Required work » An exact copy of all entries is required.

Stored entries »
================

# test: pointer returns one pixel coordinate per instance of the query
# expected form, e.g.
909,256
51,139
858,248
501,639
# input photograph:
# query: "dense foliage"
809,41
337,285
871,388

================

Solution to this exercise »
# test: pointer returns one pixel coordinate per instance of the query
# expected form, e.g.
909,256
51,139
858,248
501,639
# input photograph:
# query: "dense foliage"
809,41
337,285
871,388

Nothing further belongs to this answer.